▶ _Your objective_: Search the data below for the word "rough" and copy each line that holds it.

(Dataset excerpts)
◆ ◆ ◆ ◆ ◆
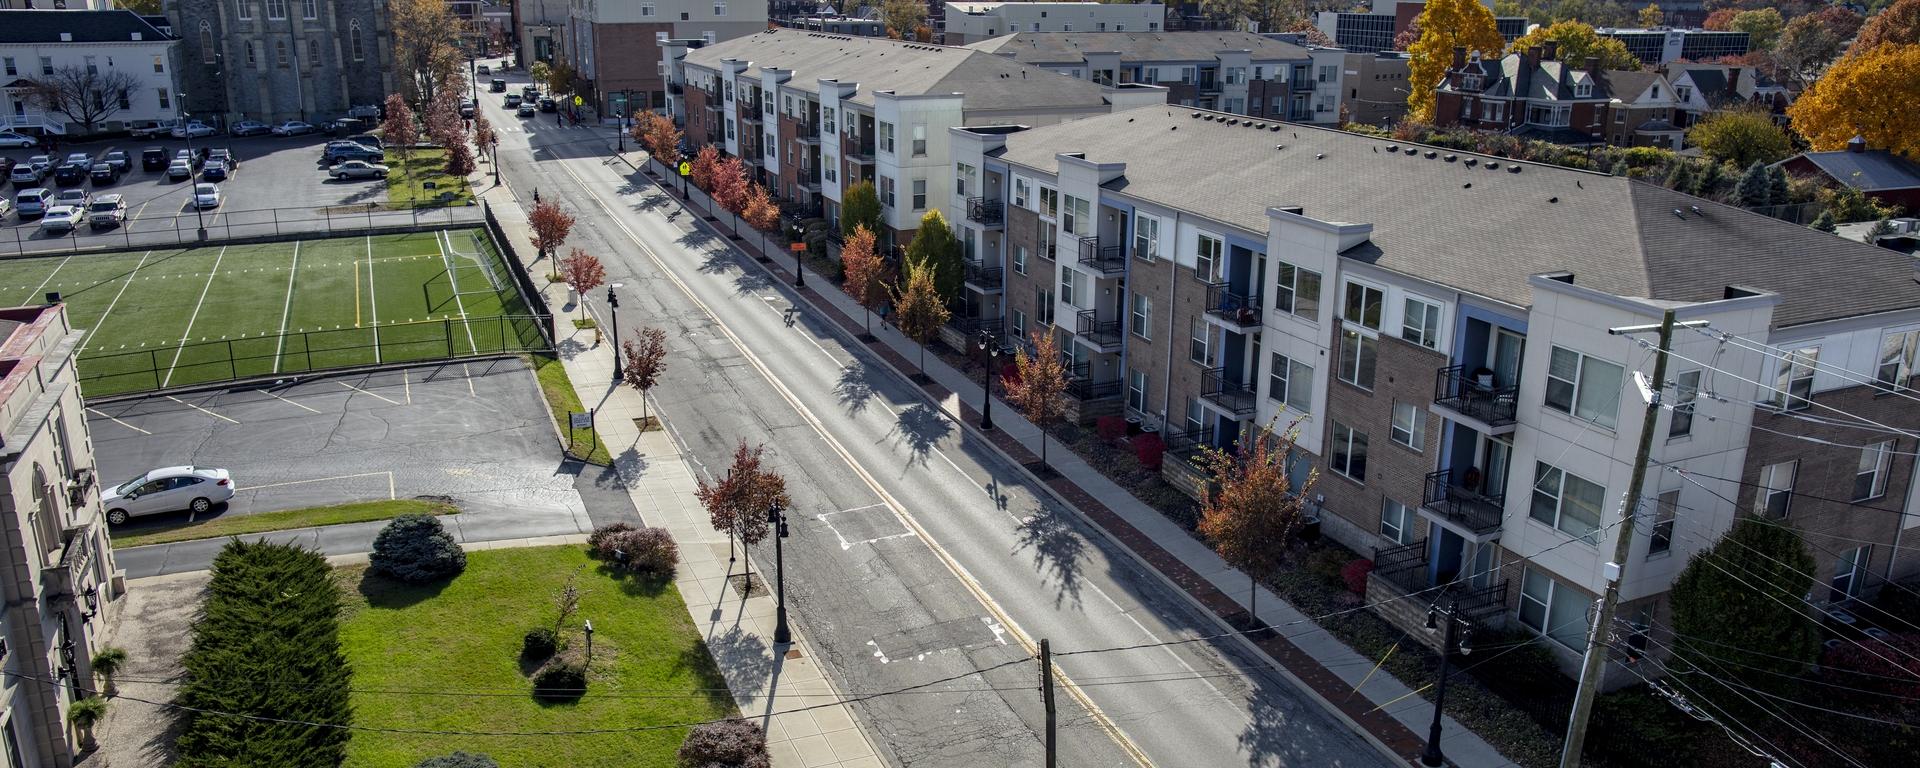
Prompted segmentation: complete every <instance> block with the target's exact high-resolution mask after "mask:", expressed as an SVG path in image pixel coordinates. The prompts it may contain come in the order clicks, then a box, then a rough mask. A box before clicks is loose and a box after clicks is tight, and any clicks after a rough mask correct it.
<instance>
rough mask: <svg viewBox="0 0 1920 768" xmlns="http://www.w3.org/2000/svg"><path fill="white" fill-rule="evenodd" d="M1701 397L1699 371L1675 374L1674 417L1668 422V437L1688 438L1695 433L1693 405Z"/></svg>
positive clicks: (1676, 437)
mask: <svg viewBox="0 0 1920 768" xmlns="http://www.w3.org/2000/svg"><path fill="white" fill-rule="evenodd" d="M1697 399H1699V371H1684V372H1680V374H1678V376H1674V419H1672V422H1668V424H1667V438H1668V440H1672V438H1686V436H1688V434H1693V405H1697V403H1695V401H1697Z"/></svg>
◆ ◆ ◆ ◆ ◆
▶ _Result_:
Prompted segmentation: complete every <instance> block with the target's exact high-resolution mask after "mask:", expressed as an SVG path in image pixel coordinates. The prompts it may contain come in the order clicks, then a box, then a rough mask. A box before clicks is loose and a box after clicks is tight, and any clicks after a rough mask correct it.
rough mask: <svg viewBox="0 0 1920 768" xmlns="http://www.w3.org/2000/svg"><path fill="white" fill-rule="evenodd" d="M1701 397L1699 371L1675 374L1674 417L1668 422V437L1688 438L1695 433L1693 405Z"/></svg>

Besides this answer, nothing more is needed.